Tasks and exercises:
[1] In the advice column, what month is the first letter writer's baby due?
[2] Count how many rows contain the word "conifer" and give only the number. Case counts.

Document text:

────────────────────────────────────────

Dear Abby: Honey, you stay home for Christmas

DEAR ABBY: My husband and I have been together six years. This Christmas will be our second year as a married couple.

On Christmas morning, my husband goes over to his parents’ house to open gifts with his siblings. They are all adults; the oldest two are almost 40. (Both are single.)

I’m not invited and have never been invited to their home, despite living five minutes away, because his mother is a hoarder. We are expecting our first child in April.

My husband works in law enforcement and is typically not off the entire day on Christmas. He calls me selfish and accuses me of trying to ruin their family tradition when I tell him this needs to end.

I do not appreciate my husband taking off on me for four hours every Christmas morning. I want us to start our own traditions. Am I wrong? — WANTS OUR OWN TRADITIONS

DEAR WANTS: Be thankful you have never been invited to your MIL’s home because from your description, the experience wouldn’t be pleasant.

Since you and your husband are starting a family now, I see nothing wrong with wanting to start some traditions of your own. However, it doesn’t have to be an either/or situation. A way to do that without causing WWIII would be to suggest alternating the Christmas mornings he spends at his parents’ house, or schedule your gift exchange for a time when your husband can be with you.

Once the baby arrives, holiday plans are bound to change.

DEAR ABBY: Earlier this year I moved away from home to move in with my boyfriend. We had been dating for more than a year and were close enough we could see each other whenever our schedules allowed.

However, over the last few months I have been second-guessing that decision. I’m noticing things that I realize won’t work.

To make matters more complicated, I met a girl who quickly became a good friend three months ago. She has inspired — and in some ways pushed — me to go back to college and improve my life.

I find myself falling for her. The thing is, she just started dating someone, and I would never betray my partner by being unfaithful.

I don’t know what to do. I can see my relationship with my boyfriend is not going to work out, and I know I’m not going to violate my female friend’s relationship either.

────────────────────────────────────────

(Part of a data file)
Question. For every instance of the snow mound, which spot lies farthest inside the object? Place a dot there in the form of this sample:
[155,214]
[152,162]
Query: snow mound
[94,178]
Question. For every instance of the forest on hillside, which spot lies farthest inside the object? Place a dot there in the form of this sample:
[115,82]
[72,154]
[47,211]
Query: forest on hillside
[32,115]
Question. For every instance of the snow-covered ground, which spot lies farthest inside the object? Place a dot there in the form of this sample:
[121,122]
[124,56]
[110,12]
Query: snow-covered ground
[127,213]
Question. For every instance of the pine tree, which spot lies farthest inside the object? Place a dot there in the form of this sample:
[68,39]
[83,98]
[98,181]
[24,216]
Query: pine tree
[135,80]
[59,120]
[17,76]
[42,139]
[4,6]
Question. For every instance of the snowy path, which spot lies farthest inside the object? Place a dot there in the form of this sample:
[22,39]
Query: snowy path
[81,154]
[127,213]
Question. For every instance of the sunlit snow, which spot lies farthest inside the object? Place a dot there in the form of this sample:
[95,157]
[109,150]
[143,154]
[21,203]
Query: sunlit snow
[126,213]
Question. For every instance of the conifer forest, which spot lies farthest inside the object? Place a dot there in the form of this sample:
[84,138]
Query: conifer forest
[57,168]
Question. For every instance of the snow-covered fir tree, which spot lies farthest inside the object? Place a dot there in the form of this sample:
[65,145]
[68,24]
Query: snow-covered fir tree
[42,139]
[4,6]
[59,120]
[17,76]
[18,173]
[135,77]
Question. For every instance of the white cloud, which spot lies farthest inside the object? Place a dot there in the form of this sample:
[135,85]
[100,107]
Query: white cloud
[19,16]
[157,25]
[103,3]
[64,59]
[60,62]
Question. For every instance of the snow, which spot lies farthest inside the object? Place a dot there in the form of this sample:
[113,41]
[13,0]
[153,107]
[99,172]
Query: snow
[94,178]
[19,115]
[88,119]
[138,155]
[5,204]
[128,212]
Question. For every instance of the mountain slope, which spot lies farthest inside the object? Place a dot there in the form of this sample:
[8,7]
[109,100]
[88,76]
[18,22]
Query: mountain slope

────────────────────────────────────────

Answers per task:
[1] April.

[2] 2